**Directions**
Print, please, the line that contains "the white duvet" and each line after it to the end of the entries, unchanged and with nothing else.

**Dataset entries**
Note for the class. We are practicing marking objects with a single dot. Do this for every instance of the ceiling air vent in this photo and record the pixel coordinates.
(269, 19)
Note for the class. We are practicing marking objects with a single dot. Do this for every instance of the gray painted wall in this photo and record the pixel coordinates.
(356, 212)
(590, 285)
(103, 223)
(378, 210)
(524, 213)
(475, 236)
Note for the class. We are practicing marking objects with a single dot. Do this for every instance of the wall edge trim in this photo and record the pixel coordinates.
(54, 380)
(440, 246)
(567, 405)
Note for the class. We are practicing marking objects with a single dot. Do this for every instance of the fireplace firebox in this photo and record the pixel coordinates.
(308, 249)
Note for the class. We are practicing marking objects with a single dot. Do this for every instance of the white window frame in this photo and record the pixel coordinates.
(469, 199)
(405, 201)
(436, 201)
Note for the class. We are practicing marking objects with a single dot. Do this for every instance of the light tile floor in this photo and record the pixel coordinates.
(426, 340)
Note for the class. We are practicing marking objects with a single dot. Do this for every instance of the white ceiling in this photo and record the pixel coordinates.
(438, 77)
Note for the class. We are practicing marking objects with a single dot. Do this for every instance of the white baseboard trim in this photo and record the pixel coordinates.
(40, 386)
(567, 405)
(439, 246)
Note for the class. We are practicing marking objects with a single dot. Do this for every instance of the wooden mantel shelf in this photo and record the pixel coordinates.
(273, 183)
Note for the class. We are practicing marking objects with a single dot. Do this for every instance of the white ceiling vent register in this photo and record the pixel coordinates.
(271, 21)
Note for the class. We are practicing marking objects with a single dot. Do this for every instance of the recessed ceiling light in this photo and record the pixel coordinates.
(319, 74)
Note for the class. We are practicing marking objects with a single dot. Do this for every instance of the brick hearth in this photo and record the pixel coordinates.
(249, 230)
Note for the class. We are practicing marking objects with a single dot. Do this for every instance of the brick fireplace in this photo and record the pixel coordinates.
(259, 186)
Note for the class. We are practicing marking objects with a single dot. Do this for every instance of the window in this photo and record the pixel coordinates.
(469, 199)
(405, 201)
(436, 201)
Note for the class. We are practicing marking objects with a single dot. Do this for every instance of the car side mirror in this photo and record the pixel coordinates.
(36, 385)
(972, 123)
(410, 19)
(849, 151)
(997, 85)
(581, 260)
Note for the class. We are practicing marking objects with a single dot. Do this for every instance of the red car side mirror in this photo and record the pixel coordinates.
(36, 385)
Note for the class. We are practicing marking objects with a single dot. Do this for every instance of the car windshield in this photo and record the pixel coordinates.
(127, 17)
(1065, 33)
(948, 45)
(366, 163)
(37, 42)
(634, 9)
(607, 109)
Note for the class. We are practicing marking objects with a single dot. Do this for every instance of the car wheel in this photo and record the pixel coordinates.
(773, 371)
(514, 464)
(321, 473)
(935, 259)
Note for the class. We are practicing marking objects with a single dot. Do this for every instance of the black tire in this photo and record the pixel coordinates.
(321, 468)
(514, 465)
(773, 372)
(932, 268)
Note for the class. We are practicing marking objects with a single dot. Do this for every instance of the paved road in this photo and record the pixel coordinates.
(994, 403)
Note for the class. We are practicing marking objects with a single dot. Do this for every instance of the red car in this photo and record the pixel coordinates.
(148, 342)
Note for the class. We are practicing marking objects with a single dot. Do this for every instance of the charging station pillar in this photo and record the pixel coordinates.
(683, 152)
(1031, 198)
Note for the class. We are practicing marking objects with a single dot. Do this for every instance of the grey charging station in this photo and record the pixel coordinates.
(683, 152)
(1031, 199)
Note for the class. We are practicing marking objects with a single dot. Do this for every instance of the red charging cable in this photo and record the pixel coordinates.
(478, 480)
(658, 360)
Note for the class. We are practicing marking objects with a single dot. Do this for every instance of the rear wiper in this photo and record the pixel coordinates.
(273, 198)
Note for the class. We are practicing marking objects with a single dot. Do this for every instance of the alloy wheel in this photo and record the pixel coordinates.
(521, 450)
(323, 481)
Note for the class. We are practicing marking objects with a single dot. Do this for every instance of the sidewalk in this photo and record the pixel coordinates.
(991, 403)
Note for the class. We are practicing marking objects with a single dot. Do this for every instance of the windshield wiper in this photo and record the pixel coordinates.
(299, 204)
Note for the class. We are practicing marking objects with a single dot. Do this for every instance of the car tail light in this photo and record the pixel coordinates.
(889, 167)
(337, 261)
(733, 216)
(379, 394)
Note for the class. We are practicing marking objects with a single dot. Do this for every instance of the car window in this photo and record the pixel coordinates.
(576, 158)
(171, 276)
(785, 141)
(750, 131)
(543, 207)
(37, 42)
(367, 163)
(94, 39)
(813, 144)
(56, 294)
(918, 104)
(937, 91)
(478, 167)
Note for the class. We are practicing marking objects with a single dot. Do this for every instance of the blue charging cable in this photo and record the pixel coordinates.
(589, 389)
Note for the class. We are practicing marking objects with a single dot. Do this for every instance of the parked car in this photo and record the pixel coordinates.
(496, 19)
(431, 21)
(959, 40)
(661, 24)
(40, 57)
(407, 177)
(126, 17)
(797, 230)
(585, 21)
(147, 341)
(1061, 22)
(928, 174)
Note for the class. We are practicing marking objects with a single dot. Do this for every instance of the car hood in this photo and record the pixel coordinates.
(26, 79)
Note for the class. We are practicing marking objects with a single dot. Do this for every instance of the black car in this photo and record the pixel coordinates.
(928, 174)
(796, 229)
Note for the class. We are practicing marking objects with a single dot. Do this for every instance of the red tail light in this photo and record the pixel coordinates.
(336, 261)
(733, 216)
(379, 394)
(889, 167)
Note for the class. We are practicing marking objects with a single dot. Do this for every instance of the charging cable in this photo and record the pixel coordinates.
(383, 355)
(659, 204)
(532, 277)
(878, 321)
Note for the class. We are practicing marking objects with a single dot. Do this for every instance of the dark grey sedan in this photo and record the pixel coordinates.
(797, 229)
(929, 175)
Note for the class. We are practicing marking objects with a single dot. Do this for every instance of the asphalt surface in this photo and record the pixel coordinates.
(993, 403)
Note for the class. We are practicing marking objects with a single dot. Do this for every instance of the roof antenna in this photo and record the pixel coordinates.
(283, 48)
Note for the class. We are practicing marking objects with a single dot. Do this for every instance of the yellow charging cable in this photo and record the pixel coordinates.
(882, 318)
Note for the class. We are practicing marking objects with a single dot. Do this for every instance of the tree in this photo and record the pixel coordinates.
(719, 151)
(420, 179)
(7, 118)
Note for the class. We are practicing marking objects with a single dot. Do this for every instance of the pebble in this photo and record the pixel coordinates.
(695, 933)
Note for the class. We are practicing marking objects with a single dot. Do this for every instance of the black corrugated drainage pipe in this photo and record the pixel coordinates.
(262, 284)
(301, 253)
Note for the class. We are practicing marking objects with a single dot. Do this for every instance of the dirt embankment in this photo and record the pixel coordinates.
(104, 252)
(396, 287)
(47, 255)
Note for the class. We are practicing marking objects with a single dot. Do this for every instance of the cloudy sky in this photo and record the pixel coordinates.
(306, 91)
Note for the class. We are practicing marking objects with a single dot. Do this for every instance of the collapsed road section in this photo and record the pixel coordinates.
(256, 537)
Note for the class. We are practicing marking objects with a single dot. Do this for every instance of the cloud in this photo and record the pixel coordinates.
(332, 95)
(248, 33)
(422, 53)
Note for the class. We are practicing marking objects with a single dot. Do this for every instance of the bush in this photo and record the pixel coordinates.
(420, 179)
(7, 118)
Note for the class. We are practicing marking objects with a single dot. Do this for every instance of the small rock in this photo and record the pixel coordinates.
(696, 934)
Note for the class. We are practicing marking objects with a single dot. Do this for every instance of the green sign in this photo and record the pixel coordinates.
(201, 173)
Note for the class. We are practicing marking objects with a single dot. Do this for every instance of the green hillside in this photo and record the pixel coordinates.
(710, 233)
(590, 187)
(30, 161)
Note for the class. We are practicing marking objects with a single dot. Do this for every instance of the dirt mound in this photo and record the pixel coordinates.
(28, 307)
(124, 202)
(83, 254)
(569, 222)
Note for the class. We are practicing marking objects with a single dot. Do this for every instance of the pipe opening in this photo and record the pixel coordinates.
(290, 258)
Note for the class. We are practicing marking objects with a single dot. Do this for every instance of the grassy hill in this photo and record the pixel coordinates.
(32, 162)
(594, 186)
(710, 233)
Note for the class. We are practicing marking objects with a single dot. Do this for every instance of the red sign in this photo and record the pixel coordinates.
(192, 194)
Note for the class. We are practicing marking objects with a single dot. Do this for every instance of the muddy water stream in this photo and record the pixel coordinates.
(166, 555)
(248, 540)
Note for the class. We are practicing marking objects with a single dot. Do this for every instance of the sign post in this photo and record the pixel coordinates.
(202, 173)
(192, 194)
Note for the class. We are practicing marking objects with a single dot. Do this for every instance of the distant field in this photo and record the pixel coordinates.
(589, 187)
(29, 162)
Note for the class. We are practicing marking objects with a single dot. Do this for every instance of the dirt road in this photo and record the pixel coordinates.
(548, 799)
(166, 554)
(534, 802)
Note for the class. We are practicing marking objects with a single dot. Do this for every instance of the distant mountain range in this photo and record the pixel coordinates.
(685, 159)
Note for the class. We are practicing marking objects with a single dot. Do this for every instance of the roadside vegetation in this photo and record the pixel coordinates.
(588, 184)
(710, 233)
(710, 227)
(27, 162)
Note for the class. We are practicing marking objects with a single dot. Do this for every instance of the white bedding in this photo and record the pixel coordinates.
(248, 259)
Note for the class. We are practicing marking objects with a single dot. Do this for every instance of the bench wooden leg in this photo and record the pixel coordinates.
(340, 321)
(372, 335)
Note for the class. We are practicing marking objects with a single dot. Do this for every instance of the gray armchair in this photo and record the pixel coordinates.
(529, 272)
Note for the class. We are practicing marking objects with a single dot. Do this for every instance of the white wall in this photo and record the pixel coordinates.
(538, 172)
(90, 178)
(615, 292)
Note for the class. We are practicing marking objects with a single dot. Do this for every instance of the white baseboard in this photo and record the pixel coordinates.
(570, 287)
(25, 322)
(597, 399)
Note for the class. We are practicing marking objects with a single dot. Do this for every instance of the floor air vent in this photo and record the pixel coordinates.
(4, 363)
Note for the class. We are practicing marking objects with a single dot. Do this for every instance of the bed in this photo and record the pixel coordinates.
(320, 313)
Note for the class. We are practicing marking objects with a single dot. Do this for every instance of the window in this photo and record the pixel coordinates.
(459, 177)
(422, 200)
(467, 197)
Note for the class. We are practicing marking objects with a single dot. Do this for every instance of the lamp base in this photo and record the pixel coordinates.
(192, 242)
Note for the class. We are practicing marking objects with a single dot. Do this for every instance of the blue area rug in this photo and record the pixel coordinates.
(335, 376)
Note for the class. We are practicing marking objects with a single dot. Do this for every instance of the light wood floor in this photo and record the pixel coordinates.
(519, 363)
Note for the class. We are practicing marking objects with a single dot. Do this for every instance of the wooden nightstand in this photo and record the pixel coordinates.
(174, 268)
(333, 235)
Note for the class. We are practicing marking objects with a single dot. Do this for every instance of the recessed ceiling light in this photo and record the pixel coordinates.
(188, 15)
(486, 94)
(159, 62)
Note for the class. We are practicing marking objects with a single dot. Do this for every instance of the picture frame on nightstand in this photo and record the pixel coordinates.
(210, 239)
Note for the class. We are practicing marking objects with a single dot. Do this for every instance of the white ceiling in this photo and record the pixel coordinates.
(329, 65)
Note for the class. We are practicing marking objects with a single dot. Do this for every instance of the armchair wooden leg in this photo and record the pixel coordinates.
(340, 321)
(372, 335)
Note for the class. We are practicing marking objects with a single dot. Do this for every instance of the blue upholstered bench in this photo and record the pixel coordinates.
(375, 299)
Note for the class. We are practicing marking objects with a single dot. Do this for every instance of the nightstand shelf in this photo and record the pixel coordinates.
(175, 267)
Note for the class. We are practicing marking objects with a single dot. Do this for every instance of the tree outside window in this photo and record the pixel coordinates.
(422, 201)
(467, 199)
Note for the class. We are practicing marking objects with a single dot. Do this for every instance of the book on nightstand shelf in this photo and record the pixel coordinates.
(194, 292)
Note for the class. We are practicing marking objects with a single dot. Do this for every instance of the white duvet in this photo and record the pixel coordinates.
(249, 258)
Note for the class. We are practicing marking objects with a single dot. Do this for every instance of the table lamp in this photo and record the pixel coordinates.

**Answer**
Note for the class. We are practicing marking objects with a single dot. Do this for every instance of the white duvet in this photo and record the pixel coordinates.
(249, 258)
Note for the class. We are practicing marking objects with a single dot. Do this for every instance of the table lamp in this photo and record the pixel coordinates.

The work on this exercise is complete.